Reproduisez à l'identique, dans le texte sur la jeunesse haïtienne, le passage qui va de "Quand on sait que la Jeunesse est" jusqu'à "vie, tout court." inclus.

# TEXTE CITÉ
--*--

Là ne s’arrête pas la tragédie de nos jeunes. La vérité, toute la vérité doit être dite. Le voile doit être levé pour montrer, dans toute sa monstruosité et ses effets négatifs, la stigmatisation, fille de l’exclusion, qui frappe de plein fouet la jeunesse haïtienne non seulement dans l’éducation, mais également dans la justice où ils sont préjugés coupables; dans le travail où déjà ils n’ont pas accès, ils sont suspectés  de turbulence; dans la famille où certains subissent la loi de traditions post coloniales et sont ainsi soit privilégiés, récusés ou rejetés; dans la politique où certains ont des droits auxquels d’autres ne sauraient aspirer; dans l’économie, dans l’Etat où une étrange ségrégation qui n’ose pas dire son nom bloque la mobilité sociale et fixe les jeunes dans l’errance et l’incertitude des jours ce, malgré souventes fois des qualifications certaines. Et enfin, il y a des jeunes issus de milieux aisés et ceux de milieux pauvres,  jeunes des villes et jeunes du “pays en dehors”, jeunes instruits et jeunes analphabètes; ceux jugés  “moun”, acceptables en tout lieu et saison, et d’autres frappés d’interdits qui ne sont pas “moun”…  Tous les jeunes du Pays, sans exclusive ni discrimination, doivent bénéficier des mêmes opportunités.

Quand on sait que la Jeunesse est l’avenir d’un pays, quand on sait que la jeunesse représente plus de 58% de la population haïtienne, l’on ne peut se limiter à cerner et à mettre en relief les contours d’une situation aussi désastreuse. Quels que soient le poids du passé et les stigmates du présent, il appartient aux hommes et femmes de progrès  d’œuvrer pour créer des conditions de vie différentes où nos jeunes se plairont à évoluer, dans la plénitude de droits et de devoirs à exercer et à accomplir, dans la plénitude de la vie, tout court.
Pour cela, et dans le contexte précis d’Haïti, compte tenu de son histoire, de ses traditions, il s’impose à nous d’opérer un choix fondamental qui implique une véritable redéfinition de notre attitude face à la jeunesse, et entraîne la mise en place d’un cadre de dialogue initié à partir d’un projet centré non seulement sur une véritable prise en charge de la jeunesse (sans démagogie ni saupoudrage) mais aussi et surtout l’intégration et la préparation de nos jeunes, appelés désormais à remplir leur rôle comme poto-mitan de nos entreprises scientifiques, économiques et sociales, porteuses des nécessaires changements à opérer.

--*--

# LISTE FOURNIE
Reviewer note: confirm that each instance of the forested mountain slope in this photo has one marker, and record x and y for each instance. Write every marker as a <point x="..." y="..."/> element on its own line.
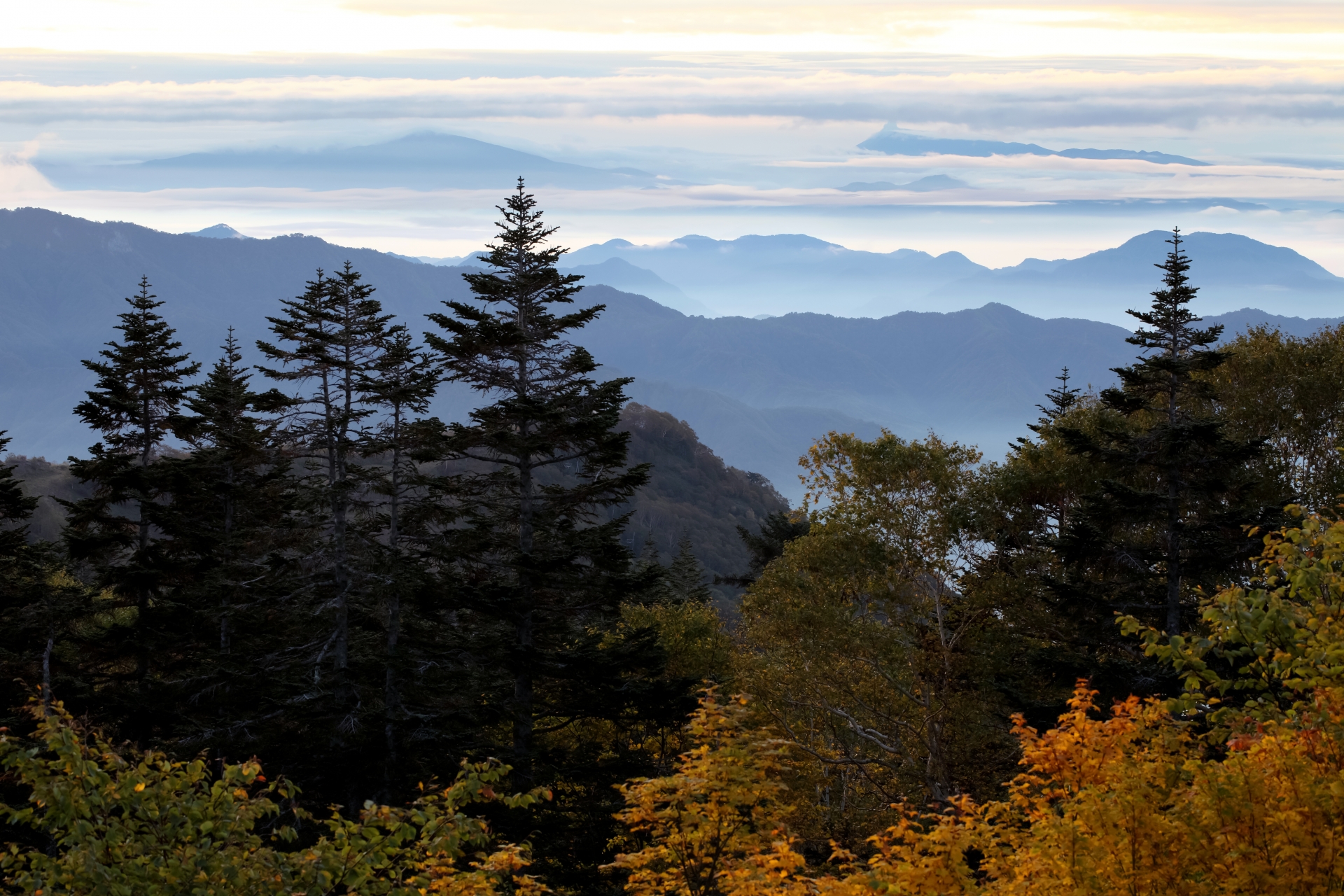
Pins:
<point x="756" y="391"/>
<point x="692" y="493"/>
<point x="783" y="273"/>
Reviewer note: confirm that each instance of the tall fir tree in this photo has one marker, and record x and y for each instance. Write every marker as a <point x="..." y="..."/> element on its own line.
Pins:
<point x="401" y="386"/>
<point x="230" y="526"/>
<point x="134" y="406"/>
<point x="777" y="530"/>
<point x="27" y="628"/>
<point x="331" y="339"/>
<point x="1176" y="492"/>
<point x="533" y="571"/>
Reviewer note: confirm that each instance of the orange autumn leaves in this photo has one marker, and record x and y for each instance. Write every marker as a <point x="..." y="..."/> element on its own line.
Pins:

--*--

# RÉSULTAT ATTENDU
Quand on sait que la Jeunesse est l’avenir d’un pays, quand on sait que la jeunesse représente plus de 58% de la population haïtienne, l’on ne peut se limiter à cerner et à mettre en relief les contours d’une situation aussi désastreuse. Quels que soient le poids du passé et les stigmates du présent, il appartient aux hommes et femmes de progrès  d’œuvrer pour créer des conditions de vie différentes où nos jeunes se plairont à évoluer, dans la plénitude de droits et de devoirs à exercer et à accomplir, dans la plénitude de la vie, tout court.